| Task prompt |
Scan the records for the line containing "Challenge: I say the green leaf". From there through the last line, write out each line exactly.

| Information shown |
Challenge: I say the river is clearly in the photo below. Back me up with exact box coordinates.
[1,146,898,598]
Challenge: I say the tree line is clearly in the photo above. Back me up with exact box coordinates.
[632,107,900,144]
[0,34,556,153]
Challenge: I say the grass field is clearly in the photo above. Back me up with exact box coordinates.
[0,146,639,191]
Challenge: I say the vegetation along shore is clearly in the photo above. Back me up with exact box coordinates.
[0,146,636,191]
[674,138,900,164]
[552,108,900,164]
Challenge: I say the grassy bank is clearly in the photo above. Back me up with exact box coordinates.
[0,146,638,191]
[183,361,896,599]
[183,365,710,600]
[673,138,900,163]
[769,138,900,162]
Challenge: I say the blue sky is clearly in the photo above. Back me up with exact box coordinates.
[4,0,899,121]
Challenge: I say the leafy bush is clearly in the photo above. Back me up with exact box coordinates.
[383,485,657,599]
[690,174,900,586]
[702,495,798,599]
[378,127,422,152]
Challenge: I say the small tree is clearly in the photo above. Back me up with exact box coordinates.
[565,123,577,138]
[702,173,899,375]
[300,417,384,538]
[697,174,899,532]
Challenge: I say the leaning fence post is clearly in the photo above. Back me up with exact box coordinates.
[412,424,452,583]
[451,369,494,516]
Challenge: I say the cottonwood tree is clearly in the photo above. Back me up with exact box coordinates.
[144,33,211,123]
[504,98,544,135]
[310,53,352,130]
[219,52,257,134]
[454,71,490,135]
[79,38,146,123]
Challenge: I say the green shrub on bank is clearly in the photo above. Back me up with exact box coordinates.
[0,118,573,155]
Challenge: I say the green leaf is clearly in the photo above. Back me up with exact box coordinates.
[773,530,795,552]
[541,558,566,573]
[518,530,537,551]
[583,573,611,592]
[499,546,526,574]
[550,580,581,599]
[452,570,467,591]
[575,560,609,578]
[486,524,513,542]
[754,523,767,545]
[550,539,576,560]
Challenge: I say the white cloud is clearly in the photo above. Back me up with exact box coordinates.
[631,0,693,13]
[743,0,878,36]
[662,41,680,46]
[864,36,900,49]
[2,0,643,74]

| Written reply |
Challenge: I say the green leaf is clearly in the photo above. Back me up with exact box coordinates.
[773,530,795,552]
[541,558,566,573]
[518,530,537,551]
[583,573,611,592]
[499,546,526,574]
[550,580,581,599]
[452,570,467,591]
[575,560,609,578]
[486,524,513,542]
[754,523,767,545]
[550,539,576,560]
Challenge: I say the white cloud is clearly in the photo above. Back me up with exact box coordinates.
[631,0,693,13]
[743,0,878,36]
[662,41,680,46]
[864,36,900,49]
[2,0,643,74]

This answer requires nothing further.